_Goal of the exercise:_
Take the line that contains "Teacher note: indicate the person" as the first and the last line of the material as the final one; set down exactly the lines in that span.

(Dataset items)

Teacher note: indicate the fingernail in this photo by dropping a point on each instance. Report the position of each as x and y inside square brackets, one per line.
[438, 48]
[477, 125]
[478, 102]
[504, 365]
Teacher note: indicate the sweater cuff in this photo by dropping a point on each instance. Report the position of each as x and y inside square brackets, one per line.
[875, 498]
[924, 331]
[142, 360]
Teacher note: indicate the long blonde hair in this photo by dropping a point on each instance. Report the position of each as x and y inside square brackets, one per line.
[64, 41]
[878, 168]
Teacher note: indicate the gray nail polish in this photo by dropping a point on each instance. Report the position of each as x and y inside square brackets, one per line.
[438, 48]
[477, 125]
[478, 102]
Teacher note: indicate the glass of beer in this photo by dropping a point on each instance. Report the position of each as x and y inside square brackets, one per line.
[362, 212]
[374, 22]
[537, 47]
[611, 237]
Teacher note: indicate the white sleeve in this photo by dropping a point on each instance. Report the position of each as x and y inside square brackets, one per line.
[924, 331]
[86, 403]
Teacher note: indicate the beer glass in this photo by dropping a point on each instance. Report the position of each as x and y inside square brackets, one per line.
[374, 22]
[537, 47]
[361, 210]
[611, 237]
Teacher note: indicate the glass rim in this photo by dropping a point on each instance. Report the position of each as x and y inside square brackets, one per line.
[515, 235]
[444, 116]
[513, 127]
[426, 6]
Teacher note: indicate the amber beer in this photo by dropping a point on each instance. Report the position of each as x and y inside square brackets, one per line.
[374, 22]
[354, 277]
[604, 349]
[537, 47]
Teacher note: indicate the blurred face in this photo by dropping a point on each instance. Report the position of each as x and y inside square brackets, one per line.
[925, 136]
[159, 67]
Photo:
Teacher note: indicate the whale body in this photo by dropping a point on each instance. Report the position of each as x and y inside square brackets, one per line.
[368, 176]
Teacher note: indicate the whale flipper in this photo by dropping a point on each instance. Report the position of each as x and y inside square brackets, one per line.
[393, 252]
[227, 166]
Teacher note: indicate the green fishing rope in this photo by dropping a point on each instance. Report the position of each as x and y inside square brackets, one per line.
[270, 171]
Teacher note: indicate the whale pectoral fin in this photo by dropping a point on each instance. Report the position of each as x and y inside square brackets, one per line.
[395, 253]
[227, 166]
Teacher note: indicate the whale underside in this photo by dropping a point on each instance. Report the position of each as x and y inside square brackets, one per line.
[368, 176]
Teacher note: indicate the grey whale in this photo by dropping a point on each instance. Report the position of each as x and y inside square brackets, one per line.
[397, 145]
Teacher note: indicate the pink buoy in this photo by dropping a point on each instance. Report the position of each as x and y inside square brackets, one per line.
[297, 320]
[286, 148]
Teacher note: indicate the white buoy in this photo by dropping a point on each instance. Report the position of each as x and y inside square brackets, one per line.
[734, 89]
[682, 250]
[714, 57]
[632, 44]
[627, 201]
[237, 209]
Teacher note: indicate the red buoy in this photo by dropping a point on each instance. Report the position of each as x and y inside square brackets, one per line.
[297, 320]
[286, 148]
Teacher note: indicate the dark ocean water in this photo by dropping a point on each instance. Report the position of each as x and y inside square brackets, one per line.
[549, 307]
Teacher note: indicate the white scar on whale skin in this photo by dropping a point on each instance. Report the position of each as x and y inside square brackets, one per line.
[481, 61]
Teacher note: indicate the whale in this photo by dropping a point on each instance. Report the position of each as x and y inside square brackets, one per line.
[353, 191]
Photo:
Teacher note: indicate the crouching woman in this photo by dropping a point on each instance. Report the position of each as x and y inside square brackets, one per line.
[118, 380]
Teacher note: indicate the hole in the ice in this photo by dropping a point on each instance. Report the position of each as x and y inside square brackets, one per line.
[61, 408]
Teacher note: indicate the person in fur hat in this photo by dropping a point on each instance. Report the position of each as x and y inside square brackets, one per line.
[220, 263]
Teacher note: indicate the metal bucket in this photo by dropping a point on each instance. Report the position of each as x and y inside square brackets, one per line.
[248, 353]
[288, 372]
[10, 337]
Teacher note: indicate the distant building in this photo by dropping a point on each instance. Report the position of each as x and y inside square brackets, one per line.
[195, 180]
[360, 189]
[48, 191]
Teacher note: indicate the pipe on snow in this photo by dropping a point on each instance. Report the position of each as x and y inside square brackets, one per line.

_Written response:_
Teacher note: indicate the person in fur hat in this photo by dropping a point on each instance. Report the position of each as x and y inside square brackets, one per line.
[220, 263]
Teacher note: indicate the metal bucket in this photo by dropping a point on each instance. Report the position of each as x and y inside square brackets, one per line.
[248, 353]
[288, 372]
[10, 337]
Teacher note: indicate the distant building in this photo by dropping a point on each instance. Report the position of each as x and y inside square brackets, one per line.
[195, 180]
[360, 189]
[48, 191]
Teacher note: indicate the pipe on snow in this photo by dropping a point on each instance. Report the position of each as x and y inside square brackets, one per line.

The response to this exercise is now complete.